**DIRECTIONS**:
Scan the data below and give the number of lines that include the word "entirely", with no other words.

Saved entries
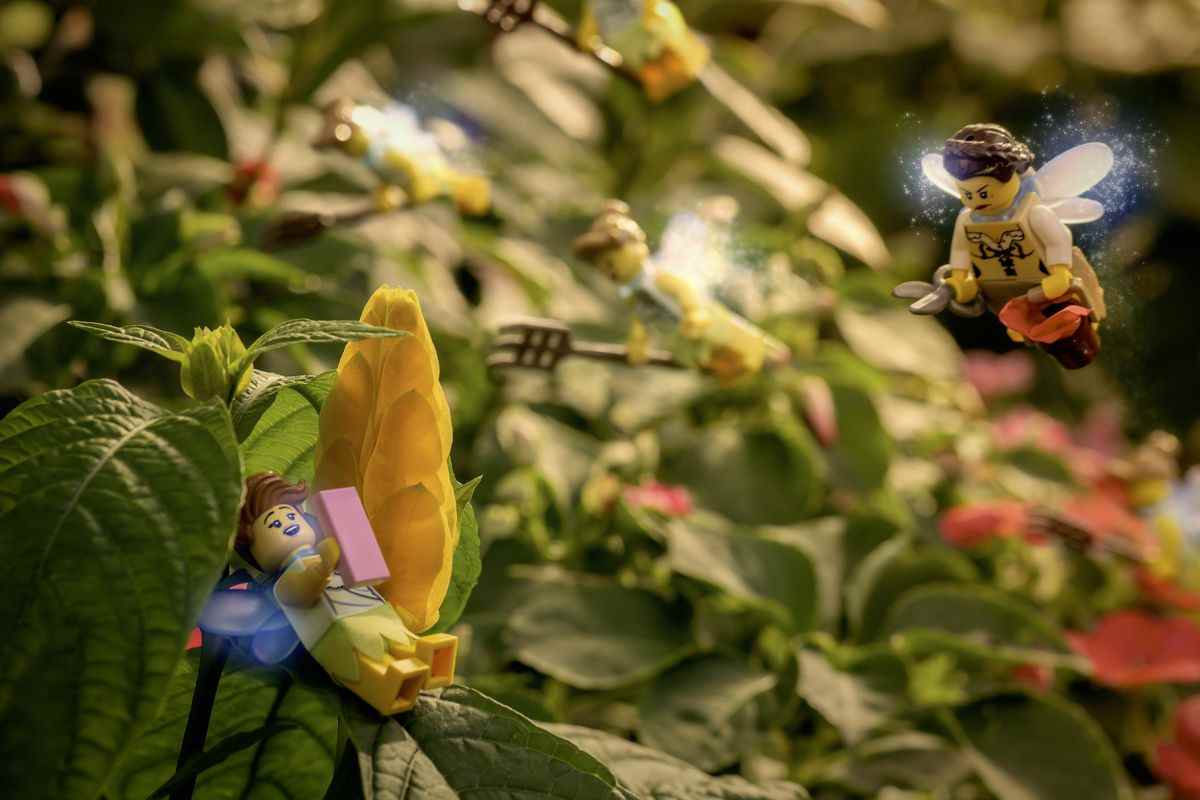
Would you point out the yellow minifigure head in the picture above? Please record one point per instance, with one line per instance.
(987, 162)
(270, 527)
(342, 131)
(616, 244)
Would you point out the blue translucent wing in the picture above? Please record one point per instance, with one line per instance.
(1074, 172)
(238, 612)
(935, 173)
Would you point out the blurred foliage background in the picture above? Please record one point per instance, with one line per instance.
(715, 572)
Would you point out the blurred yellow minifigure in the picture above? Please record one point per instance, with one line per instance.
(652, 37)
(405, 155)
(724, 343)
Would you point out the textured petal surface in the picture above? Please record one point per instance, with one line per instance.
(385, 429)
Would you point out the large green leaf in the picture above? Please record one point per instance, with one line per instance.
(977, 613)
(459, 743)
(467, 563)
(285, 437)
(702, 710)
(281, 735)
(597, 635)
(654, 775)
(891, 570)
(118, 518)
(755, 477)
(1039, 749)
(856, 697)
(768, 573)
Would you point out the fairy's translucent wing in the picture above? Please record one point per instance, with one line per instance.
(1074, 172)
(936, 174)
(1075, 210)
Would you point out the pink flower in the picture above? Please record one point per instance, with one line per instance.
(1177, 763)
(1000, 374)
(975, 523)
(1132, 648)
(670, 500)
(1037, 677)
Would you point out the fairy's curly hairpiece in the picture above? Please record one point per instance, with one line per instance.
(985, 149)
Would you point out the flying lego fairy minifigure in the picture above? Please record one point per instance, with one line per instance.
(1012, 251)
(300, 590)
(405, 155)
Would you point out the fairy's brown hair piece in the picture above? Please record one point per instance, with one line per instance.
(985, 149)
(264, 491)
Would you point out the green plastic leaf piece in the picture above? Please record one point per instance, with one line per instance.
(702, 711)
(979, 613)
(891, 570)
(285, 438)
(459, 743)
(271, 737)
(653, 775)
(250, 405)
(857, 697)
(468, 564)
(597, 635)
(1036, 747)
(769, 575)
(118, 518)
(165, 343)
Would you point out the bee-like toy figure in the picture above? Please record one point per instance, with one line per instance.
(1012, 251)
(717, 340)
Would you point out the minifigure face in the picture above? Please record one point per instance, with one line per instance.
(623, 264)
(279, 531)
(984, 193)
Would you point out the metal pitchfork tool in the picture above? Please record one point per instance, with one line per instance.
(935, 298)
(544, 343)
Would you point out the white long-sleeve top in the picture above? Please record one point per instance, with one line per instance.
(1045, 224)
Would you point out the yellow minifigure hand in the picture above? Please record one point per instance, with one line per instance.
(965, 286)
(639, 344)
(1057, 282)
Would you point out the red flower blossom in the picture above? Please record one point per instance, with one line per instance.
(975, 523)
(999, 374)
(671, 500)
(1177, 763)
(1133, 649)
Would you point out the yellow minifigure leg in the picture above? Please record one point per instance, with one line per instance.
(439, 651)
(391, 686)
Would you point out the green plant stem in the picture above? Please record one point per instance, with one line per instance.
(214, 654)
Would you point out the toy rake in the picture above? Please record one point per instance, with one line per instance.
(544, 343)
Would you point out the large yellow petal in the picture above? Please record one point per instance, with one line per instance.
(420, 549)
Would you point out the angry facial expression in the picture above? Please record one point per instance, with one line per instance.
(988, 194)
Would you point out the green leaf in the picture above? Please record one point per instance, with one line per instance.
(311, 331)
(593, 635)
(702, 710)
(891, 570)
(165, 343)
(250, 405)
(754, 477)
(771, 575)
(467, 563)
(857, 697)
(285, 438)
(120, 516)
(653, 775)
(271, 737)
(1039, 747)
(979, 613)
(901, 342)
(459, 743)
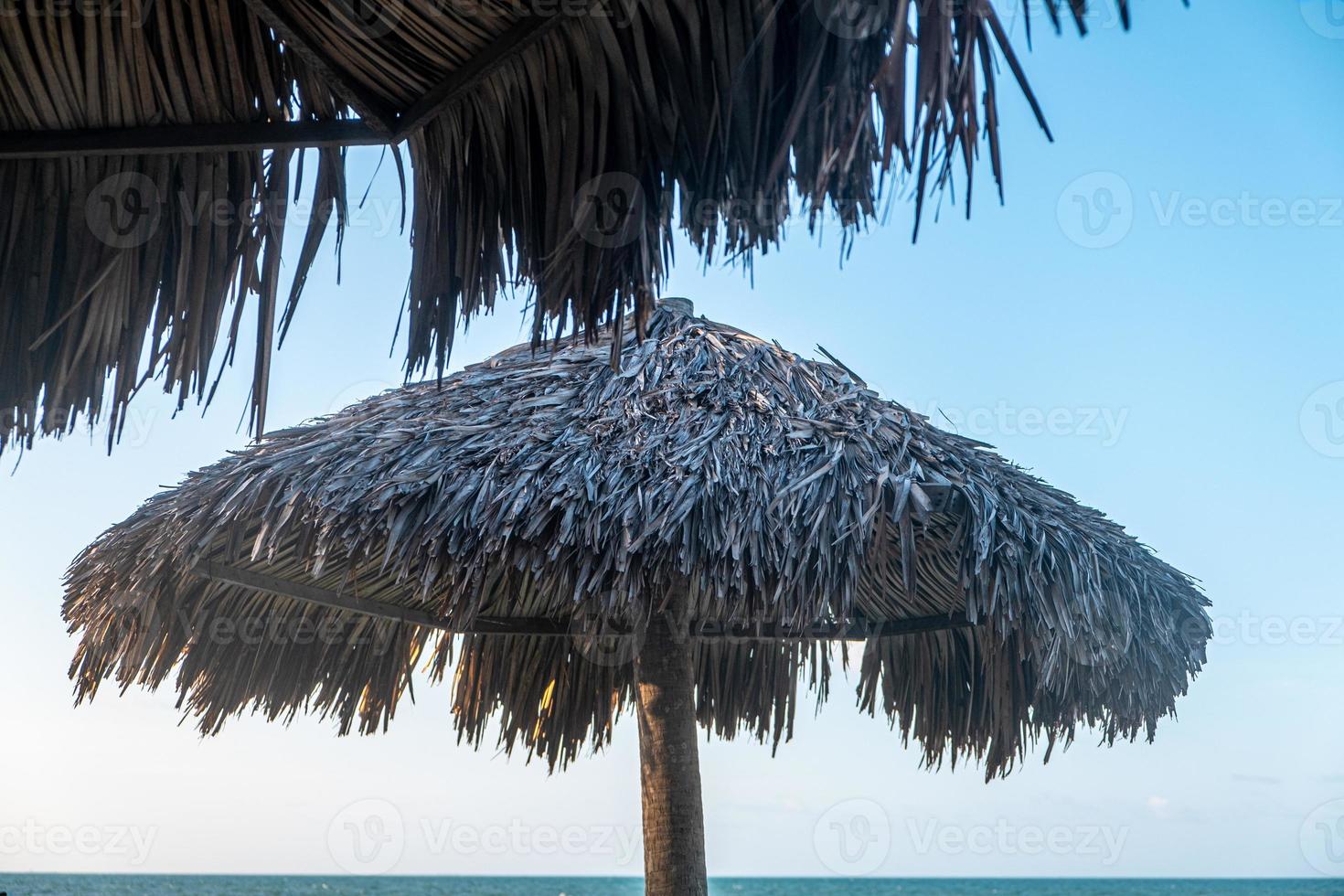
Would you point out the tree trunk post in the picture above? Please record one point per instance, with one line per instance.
--
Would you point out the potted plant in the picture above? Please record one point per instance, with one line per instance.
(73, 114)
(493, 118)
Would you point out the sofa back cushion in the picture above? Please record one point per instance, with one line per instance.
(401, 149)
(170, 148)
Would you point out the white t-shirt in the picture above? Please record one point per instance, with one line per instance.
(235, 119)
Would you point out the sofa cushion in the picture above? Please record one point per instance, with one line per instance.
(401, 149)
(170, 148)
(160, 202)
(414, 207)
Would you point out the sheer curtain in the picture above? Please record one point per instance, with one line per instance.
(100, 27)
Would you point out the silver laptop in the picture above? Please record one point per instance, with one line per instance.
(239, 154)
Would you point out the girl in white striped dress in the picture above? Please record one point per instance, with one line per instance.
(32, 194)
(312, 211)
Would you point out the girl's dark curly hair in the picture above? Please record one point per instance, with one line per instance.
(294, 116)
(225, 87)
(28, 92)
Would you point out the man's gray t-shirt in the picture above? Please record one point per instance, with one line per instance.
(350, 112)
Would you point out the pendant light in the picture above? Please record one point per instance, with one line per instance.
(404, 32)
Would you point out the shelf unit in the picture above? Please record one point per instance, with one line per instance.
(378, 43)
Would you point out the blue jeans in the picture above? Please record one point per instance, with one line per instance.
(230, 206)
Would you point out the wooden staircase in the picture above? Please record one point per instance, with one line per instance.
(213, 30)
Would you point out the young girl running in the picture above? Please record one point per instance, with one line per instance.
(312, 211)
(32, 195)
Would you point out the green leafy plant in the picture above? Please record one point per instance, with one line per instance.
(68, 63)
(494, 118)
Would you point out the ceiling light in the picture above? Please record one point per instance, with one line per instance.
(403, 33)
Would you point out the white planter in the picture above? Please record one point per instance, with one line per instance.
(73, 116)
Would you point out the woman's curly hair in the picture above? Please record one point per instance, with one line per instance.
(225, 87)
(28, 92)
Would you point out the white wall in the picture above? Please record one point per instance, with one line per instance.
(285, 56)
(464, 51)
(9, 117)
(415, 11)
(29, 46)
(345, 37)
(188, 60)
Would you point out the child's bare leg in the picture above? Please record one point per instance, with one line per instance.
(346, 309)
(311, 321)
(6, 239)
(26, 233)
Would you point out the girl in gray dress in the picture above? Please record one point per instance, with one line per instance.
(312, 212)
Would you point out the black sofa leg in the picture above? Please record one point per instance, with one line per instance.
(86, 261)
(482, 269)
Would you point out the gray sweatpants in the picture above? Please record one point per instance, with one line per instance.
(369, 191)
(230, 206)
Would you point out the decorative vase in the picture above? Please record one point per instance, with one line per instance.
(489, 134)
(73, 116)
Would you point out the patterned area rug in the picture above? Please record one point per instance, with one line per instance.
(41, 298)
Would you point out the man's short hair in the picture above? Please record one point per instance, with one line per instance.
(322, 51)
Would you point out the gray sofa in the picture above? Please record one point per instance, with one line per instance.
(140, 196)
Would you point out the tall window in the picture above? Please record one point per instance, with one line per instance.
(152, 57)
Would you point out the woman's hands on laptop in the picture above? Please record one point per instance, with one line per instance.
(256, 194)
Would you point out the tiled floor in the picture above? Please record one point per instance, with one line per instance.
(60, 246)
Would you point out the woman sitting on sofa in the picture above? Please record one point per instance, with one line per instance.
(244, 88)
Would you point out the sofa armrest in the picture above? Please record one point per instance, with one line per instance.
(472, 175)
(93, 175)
==
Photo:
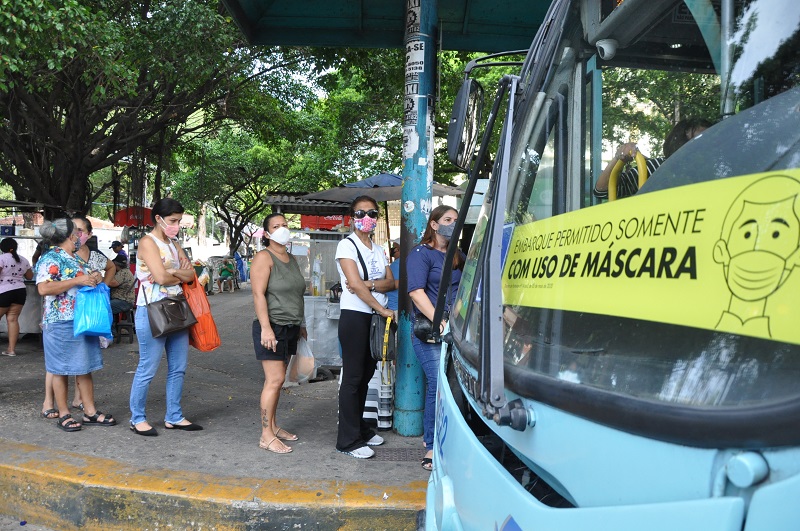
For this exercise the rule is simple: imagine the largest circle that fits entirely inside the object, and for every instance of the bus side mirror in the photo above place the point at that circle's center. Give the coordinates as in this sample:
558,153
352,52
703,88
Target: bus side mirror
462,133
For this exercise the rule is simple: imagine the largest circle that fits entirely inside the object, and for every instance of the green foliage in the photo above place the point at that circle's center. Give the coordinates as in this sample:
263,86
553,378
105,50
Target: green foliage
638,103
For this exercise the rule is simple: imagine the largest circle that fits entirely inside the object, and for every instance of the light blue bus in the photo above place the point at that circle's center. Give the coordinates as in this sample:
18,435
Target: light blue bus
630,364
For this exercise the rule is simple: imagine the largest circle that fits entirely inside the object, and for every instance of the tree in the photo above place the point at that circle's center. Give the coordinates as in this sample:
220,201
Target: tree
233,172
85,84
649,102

**WRITTEN SOLUTION**:
4